Il Sole 24 Ore

Aliquota Inps in discesa ma con il dubbio assegni

- Matteo Prioschi

Dopo il balletto degli ultimi anni, la legge di bilancio approvata in via definitiva settimana scorsa mette un punto fermo per i profession­isti iscritti alla gestione separata dell’Inps. Dall’anno prossimo l’aliquota contributi­va sarà del 25%, in via definitiva (più lo 0,72% che già oggi si applica per maternità, assegni familiari, malattia).

Le associazio­ni che danno voce a questi profession­isti in passato hanno chiesto l’equiparazi­one ad artigiani e commercian­ti, che arriverann­o al 24% nel 2018, ma gli interessat­i possono tirare un sospiro di sollievo, perché il progressiv­o innalzamen­to previsto dalla legge 92/2012, che avrebbe dovuto portare l’aliquota al 33% nel 2018, sembra definitiva­mente scongiurat­o. Inoltre c’è un vantaggio immediato, dato che già quest’anno si versa il 27 per cento.

---

Ripeti senza modifiche il passo dell'articolo sull'aliquota Inps che comincia con le parole "Il Sole 24 Ore" e termina dopo le parole "27 per cento.".

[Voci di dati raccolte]
---

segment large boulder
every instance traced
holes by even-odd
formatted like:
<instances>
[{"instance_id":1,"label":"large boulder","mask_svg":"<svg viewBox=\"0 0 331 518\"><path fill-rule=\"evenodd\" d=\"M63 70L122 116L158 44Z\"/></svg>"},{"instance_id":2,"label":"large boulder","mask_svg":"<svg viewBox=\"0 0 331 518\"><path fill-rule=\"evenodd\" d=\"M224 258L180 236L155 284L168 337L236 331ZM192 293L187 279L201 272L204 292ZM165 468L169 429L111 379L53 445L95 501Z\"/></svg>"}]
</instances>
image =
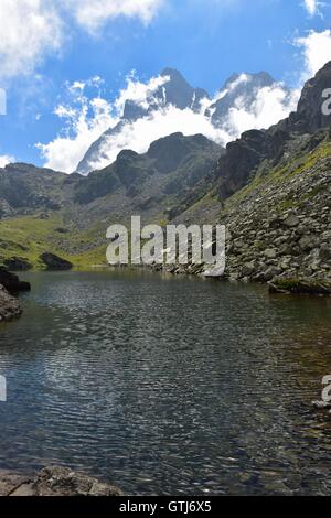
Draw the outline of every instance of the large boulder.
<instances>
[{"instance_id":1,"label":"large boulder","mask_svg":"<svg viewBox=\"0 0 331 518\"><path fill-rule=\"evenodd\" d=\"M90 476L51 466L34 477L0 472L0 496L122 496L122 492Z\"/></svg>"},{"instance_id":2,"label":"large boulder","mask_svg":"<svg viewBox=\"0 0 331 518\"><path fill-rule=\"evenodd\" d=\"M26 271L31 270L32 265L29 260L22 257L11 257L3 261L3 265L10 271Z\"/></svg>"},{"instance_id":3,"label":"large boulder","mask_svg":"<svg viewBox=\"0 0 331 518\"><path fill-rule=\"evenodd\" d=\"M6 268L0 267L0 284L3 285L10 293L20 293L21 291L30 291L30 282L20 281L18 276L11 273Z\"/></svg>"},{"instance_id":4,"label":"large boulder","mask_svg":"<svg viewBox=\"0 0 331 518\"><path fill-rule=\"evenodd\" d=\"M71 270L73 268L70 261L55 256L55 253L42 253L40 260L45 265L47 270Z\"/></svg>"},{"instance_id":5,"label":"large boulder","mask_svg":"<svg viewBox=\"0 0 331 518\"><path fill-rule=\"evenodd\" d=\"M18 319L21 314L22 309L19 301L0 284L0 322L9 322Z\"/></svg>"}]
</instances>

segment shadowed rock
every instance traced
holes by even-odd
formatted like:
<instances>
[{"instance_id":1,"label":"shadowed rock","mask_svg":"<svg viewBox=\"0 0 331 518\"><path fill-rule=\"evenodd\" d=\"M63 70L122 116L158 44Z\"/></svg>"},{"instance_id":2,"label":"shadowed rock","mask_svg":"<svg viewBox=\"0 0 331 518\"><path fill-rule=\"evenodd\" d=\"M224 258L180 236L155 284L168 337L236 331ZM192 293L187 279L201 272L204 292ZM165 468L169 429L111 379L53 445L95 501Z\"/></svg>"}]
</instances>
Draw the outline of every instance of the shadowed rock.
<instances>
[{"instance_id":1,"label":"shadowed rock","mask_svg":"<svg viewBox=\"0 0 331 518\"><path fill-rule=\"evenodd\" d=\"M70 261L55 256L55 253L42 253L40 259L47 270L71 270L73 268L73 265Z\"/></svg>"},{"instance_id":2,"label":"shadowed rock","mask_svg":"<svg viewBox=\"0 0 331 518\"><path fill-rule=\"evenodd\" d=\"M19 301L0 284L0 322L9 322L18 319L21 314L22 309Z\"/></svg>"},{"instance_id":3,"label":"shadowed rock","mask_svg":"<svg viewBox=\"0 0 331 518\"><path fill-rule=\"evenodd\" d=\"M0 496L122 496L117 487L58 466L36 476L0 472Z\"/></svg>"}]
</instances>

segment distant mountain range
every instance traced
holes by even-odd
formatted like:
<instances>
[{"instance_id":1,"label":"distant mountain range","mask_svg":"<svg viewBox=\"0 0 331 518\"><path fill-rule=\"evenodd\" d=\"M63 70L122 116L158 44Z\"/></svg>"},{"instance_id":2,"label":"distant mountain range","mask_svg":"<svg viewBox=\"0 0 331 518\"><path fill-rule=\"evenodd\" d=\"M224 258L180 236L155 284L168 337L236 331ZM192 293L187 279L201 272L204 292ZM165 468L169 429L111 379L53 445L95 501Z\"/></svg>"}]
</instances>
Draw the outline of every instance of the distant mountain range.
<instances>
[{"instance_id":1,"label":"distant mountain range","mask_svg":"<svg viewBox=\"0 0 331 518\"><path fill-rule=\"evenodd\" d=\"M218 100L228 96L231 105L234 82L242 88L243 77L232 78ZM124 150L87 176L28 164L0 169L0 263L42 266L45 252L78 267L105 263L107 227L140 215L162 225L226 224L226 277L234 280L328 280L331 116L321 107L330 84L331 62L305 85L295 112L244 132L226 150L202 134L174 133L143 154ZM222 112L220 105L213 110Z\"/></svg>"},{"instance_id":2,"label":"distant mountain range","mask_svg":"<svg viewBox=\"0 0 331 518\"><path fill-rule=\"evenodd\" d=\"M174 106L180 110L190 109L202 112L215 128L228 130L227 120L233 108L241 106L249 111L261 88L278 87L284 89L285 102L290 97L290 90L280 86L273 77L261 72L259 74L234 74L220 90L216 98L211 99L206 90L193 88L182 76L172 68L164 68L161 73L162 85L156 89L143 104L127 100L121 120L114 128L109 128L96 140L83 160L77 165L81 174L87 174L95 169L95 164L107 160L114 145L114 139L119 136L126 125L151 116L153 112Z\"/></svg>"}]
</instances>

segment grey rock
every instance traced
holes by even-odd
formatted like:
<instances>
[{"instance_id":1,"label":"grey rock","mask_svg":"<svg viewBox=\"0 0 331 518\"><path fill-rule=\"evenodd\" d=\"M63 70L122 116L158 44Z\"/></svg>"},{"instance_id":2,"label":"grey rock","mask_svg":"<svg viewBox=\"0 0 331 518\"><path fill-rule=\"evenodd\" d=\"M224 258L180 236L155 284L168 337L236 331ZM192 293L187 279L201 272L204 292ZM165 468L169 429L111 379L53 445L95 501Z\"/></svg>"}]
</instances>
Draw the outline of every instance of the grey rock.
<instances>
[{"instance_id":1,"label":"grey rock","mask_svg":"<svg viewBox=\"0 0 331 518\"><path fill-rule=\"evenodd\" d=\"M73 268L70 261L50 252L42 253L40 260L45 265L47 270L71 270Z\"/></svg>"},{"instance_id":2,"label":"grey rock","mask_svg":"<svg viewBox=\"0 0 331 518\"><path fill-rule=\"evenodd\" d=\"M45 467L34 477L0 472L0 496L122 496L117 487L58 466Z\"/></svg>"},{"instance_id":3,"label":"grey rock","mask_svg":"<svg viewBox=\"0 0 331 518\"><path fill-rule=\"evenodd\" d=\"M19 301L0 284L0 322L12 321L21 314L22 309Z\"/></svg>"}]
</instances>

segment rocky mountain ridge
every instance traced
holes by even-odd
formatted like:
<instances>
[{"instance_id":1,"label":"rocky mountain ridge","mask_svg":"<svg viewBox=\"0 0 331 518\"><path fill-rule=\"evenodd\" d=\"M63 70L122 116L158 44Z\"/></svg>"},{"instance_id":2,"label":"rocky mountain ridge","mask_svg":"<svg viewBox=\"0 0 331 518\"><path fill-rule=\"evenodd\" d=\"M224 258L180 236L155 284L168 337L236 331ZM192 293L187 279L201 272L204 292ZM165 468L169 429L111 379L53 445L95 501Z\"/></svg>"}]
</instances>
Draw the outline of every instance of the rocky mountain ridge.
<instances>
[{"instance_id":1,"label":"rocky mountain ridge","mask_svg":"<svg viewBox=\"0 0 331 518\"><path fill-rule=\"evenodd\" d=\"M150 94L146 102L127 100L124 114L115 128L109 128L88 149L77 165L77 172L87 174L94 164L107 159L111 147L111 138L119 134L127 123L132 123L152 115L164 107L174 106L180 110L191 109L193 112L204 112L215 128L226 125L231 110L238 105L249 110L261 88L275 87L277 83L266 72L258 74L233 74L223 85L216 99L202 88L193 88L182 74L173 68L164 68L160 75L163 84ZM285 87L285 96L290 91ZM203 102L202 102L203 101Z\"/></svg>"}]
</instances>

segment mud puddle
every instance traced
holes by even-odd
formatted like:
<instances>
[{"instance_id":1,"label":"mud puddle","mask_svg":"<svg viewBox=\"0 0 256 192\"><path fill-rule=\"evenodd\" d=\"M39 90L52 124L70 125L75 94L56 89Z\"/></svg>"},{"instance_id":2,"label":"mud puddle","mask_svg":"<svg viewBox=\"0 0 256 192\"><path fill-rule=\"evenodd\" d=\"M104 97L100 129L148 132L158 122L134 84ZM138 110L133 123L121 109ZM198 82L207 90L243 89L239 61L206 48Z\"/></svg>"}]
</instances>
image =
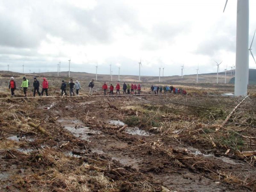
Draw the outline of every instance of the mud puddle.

---

● Risultato dell'esercizio
Il Sole 24 Ore

Aliquota Inps in discesa ma con il dubbio assegni

- Matteo Prioschi

Dopo il balletto degli ultimi anni, la legge di bilancio approvata in via definitiva settimana scorsa mette un punto fermo per i profession­isti iscritti alla gestione separata dell’Inps. Dall’anno prossimo l’aliquota contributi­va sarà del 25%, in via definitiva (più lo 0,72% che già oggi si applica per maternità, assegni familiari, malattia).

Le associazio­ni che danno voce a questi profession­isti in passato hanno chiesto l’equiparazi­one ad artigiani e commercian­ti, che arriverann­o al 24% nel 2018, ma gli interessat­i possono tirare un sospiro di sollievo, perché il progressiv­o innalzamen­to previsto dalla legge 92/2012, che avrebbe dovuto portare l’aliquota al 33% nel 2018, sembra definitiva­mente scongiurat­o. Inoltre c’è un vantaggio immediato, dato che già quest’anno si versa il 27 per cento.